Test Ride Impressions: MV Agusta Turismo Veloce

MV Agusta Turismo Veloce

Let me start by saying that the rear wheel hugger with integrated number plate and indicators does look a bit naff.  Not completely ugly, but it does have a degree of “well, we have to do something to make it road-legal”  It is a concession to the fact that someone, somewhere dragged out some technical document which stated something about having the rear wheel covered at a  certain point and declared that if you didn’t – you weren’t on a street-legal motorcycle.  There’s no way that it will look good, so this is the best compromise the MV Agusta designers could come up with.

Now that I have stated that caveat, let me state: I think that MV Agustas have to be amongst the prettiest motorcycles ever made.  The Turismo Veloce is no exception.  Whatever angle you view it at, it is just gorgeous.  I was lucky enough to spend a bit over an hour on the bike, hooning around the local hills and backroads, plus a bit of time in regular Saturday morning traffic. So, I took off from the store, down the road – quick U Turn and back past the shop and straight into my first false neutral!  This is the first bike I’ve ever ridden with a quick-shifter. Twenty years of muscle memory argued with computer controlled fuelling and ignition – the result of which was a short, noisey and embarrassing argument as the engine shot to redline and I clunked the bike into the next gear.  After that momentary faux-pas and wondering how many people had seen/heard the commotion, I noticed how much of my jacket sleeves I was looking at in the mirrors.  Much to my amazement, despite how close the mirrors are to your hands, it is possible to get a reasonable rear-view out of them.

I try and ride bikes on a test-ride, the way I would ride them if I owned them.  This can be summarised as: “sedately – most of the time.”  It took me half an hour or more on the MV, before I discovered it could be ridden sedately!  The engine is such a hoot – it just encourages you to behave badly on it!  The acceleration is instant and the throttle response is “precise”.  Fuel injection has come along way since my model VFR…

There were a couple of little things that weren’t the way I would like them to be.  These may have been characteristics of the particular demo model I rode.  Firstly, there was a lot of rear-brake lever travel before you got any real response.  I trail-brake using the rear brake a lot – especially in slow commuting or car park manoeuvres.  It didn’t bother me at other times and it may just be that the demo required a brake bleed, but I noted it at the time.  The other thing was with the switch gear:  The mode selector has the same motion as the indicators. In both cases, you can push them left-right, or “in”.  (i.e. the “cancel” motion on the indicator, is the same as the “OK” motion for the mode selector)  These feel natural to reach with the left thumb and despite their proximity, I didn’t confuse the two.  But, neither the “OK” nor the indicator cancel gave any real haptic feedback.  The OK selection didn’t appear to work terribly well and was too distracting to really bother with on  a test ride of an unfamiliar bike.  Back in the shop, I tried the indicators on a Brutale model and was surprised by how much more feedback it gave.  (I was also surprised by the fact it had different switch gear! )   There was evidence that the demo model sat out in the rain, so maybe a quick squirt of WD40 on the switch gear would improve matters.

Dataset rows:
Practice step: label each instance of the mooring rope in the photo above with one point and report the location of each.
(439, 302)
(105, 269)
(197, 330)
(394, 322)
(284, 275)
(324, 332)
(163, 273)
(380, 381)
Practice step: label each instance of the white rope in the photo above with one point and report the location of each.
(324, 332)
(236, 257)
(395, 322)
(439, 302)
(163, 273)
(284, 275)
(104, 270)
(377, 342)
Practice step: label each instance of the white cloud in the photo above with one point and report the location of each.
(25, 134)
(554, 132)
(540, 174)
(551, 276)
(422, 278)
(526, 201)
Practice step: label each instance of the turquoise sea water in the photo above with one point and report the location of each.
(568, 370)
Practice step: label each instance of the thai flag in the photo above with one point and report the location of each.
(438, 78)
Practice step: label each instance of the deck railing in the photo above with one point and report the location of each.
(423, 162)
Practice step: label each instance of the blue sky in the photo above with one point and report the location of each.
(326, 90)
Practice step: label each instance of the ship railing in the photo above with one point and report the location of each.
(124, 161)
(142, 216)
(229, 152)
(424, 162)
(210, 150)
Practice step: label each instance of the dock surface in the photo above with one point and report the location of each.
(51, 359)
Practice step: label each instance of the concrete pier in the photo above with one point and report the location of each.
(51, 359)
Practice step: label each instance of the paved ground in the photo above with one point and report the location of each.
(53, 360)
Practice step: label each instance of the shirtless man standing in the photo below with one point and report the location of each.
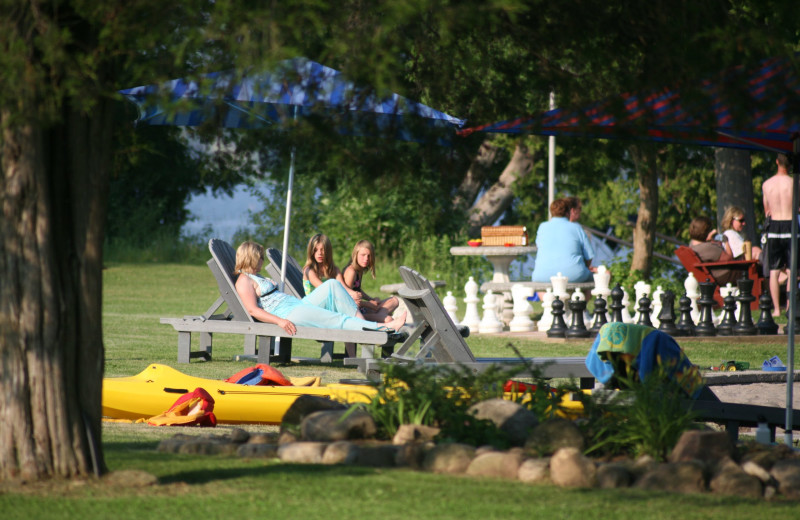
(777, 192)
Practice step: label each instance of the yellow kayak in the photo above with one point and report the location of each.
(156, 388)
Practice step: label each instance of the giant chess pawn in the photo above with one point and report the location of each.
(601, 280)
(725, 327)
(643, 311)
(692, 287)
(666, 315)
(657, 303)
(705, 327)
(472, 318)
(559, 327)
(451, 306)
(744, 326)
(490, 323)
(578, 295)
(640, 289)
(616, 304)
(685, 323)
(522, 309)
(547, 311)
(599, 313)
(577, 328)
(626, 315)
(766, 324)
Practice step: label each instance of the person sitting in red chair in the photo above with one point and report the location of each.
(709, 250)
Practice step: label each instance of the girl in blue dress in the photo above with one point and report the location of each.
(261, 298)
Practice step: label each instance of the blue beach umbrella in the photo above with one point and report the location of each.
(746, 108)
(296, 88)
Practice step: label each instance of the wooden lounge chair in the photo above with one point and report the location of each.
(294, 286)
(702, 272)
(259, 337)
(440, 341)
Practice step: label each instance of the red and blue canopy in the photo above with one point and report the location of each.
(296, 88)
(754, 109)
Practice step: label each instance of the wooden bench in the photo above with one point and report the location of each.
(259, 338)
(436, 341)
(536, 286)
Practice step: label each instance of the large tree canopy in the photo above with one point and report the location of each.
(64, 60)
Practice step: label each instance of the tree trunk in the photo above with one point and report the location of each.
(499, 197)
(54, 187)
(644, 233)
(734, 178)
(473, 181)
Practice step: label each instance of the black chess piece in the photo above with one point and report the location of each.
(744, 326)
(666, 318)
(599, 315)
(725, 327)
(685, 323)
(705, 325)
(616, 304)
(644, 311)
(559, 327)
(796, 315)
(577, 327)
(766, 325)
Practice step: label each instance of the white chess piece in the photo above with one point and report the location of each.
(640, 288)
(578, 295)
(451, 306)
(601, 280)
(547, 307)
(471, 316)
(559, 283)
(692, 287)
(490, 323)
(724, 292)
(657, 305)
(522, 309)
(626, 314)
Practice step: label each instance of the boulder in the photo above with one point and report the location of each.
(341, 452)
(337, 425)
(787, 474)
(302, 452)
(511, 418)
(707, 446)
(571, 468)
(407, 433)
(614, 475)
(258, 450)
(534, 470)
(499, 464)
(451, 458)
(675, 477)
(303, 406)
(554, 434)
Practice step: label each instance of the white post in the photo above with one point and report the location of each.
(551, 160)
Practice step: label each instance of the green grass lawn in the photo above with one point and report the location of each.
(136, 296)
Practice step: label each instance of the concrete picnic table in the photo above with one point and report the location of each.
(500, 257)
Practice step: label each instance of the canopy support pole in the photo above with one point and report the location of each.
(288, 217)
(795, 156)
(551, 162)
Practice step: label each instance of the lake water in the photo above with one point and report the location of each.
(225, 215)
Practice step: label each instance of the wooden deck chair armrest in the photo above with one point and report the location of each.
(735, 264)
(413, 294)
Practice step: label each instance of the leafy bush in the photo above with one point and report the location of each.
(440, 396)
(646, 419)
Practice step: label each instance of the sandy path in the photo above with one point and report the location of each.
(764, 394)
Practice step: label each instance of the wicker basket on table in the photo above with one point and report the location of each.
(502, 235)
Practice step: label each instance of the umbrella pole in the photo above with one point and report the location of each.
(287, 221)
(787, 436)
(288, 218)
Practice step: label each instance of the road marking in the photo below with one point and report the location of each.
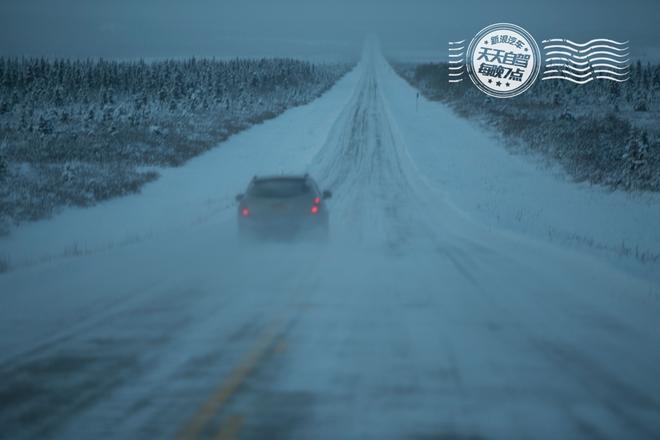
(230, 428)
(228, 387)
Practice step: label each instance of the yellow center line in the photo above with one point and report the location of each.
(228, 387)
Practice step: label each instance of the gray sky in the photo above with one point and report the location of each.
(301, 28)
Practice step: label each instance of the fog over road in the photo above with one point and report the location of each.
(417, 320)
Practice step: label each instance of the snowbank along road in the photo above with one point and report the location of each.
(423, 317)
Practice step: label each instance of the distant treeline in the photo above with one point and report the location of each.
(75, 132)
(603, 132)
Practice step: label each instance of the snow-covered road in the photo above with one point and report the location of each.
(436, 310)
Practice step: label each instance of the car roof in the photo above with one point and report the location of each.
(282, 177)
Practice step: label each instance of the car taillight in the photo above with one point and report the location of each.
(315, 206)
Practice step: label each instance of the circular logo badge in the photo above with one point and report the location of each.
(503, 60)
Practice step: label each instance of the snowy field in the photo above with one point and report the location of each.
(465, 293)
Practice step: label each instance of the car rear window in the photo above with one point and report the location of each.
(279, 188)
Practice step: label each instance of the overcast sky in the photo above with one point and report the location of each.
(303, 28)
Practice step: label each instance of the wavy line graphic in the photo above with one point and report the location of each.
(580, 63)
(456, 61)
(588, 43)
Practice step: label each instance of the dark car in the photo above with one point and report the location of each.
(283, 207)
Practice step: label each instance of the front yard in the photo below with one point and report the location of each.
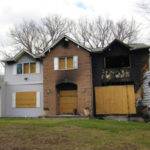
(73, 134)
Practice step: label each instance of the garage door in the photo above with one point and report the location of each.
(25, 99)
(115, 100)
(68, 101)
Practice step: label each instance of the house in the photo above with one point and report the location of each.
(67, 79)
(118, 76)
(70, 79)
(23, 86)
(1, 95)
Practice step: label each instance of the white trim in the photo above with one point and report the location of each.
(29, 67)
(13, 100)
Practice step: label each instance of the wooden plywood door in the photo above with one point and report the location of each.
(25, 99)
(68, 101)
(115, 99)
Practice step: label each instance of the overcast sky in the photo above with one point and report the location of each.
(14, 11)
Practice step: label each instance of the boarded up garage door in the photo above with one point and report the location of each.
(115, 100)
(25, 99)
(68, 101)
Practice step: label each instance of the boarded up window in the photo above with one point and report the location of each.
(25, 99)
(115, 99)
(70, 63)
(32, 67)
(26, 68)
(19, 68)
(61, 63)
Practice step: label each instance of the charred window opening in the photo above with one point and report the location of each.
(65, 44)
(117, 62)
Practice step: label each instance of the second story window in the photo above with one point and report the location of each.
(65, 63)
(117, 62)
(26, 68)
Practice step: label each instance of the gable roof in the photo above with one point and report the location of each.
(116, 41)
(135, 46)
(69, 39)
(19, 54)
(131, 47)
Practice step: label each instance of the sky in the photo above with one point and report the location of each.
(15, 11)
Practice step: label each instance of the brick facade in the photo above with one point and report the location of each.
(82, 77)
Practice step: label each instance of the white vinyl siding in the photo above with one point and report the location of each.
(37, 67)
(37, 99)
(13, 100)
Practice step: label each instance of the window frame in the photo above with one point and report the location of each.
(117, 67)
(37, 100)
(66, 68)
(22, 63)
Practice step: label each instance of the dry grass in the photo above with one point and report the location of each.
(73, 134)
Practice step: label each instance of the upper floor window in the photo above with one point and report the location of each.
(65, 63)
(26, 68)
(117, 62)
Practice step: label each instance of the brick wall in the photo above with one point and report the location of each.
(81, 76)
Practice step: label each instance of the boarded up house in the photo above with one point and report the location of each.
(117, 77)
(67, 74)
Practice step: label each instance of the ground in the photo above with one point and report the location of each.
(73, 134)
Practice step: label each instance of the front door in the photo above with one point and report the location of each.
(68, 101)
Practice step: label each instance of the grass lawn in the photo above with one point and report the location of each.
(73, 134)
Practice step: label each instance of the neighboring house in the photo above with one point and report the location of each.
(68, 78)
(67, 74)
(118, 76)
(1, 95)
(24, 86)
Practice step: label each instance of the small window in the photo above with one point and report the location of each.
(62, 63)
(26, 68)
(69, 63)
(32, 67)
(117, 62)
(66, 63)
(19, 68)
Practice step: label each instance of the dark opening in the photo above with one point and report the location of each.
(67, 86)
(117, 62)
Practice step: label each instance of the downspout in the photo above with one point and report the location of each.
(92, 87)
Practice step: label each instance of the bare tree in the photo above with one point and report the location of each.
(126, 31)
(99, 32)
(36, 37)
(144, 8)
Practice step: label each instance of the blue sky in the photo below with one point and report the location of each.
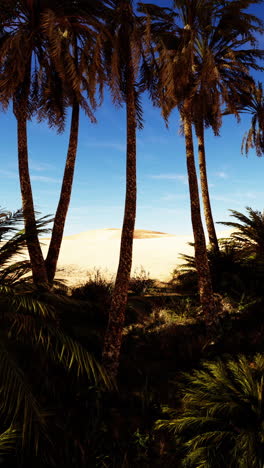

Set of tasks:
- a) According to the Turismo Veloce test ride review, how long did the rider spend on the bike?
- b) Rewrite the paragraph in the Turismo Veloce test ride review that begins "I try and ride bikes on a test-ride" as a short bulleted list, keeping its main facts.
- c) Carry on with the Turismo Veloce test ride review from its last sentence.
The items aren't needed here.

The answers:
- a) A bit over an hour.

- b)
- On test rides, the rider tries to ride the way they would as an owner: sedately, most of the time.
- It took half an hour or more before the rider discovered that the MV could be ridden sedately.
- The engine encourages bad behavior.
- Acceleration is instant, and throttle response is precise.
- Fuel injection has come a long way since the rider's VFR.

- c)
I have seen various discussions on the web, wondering if the seat height is too tall.  For the record, I’m 178cm (according to my driver’s licence) and have a measured in-seam of 88cm when wearing my bike boots. When stopped, I could comfortably have both feet “two-thirds” on the ground, with just the heels not touching.  If I went for *ahem* an “uncomfortably forward and upright stance in close proximity with the fuel-tank”, both feet were flat on the ground.  Given the light weight and wide bars of the bike, I didn’t once feel in danger of an embarrassing car-park style tumble…

At first, I positioned myself a long way forward on the bike.  Seated like this, I found my knees were too low, gripping the tubular frame of the bike, rather than the tank.  This was uncomfortable for me.  Once I settled down, I was seated slightly further back and the whole seating position made a lot more sense.  The tank was easy to grip with my knees, the reach to the ‘bars felt natural and the view in the mirrors was good (and not of me!)  It was superbly comfortable –

I could easily imagine riding for hours in this posture without tiring. The more I rode this bike, the more excited I was about it.  So what if it doesn’t have 150 rear-wheel horse power?  The power and torque were such that it just got on with it…  Make no mistake – it is not slow!  It would do small controlled power-wheelies out of the traffic lights and would overtake traffic with just a quick blat on the throttle.  It left me cackling like the wicked witch and my helmet was only just strong enough to contain the ludicrous grin the bike gave me.  The brakes were superb and it would change direction with just the slightest input on the bars.  The long-travel suspension dealt with the worst of crappy back-road bumps and delivered a clear indication of the grip levels you had available to you.

Where I live, the authorities take such a dim view of people who dare to speed, it makes sense to have a bike that’s more capable on back-roads away from public scrutiny.  This bike definitely ticks all the boxes there. Niceties such as cruise-control and up-right seating position  meant that the unavoidable straight-line drone that riding in Australia entails would be handled with a minimum of fuss.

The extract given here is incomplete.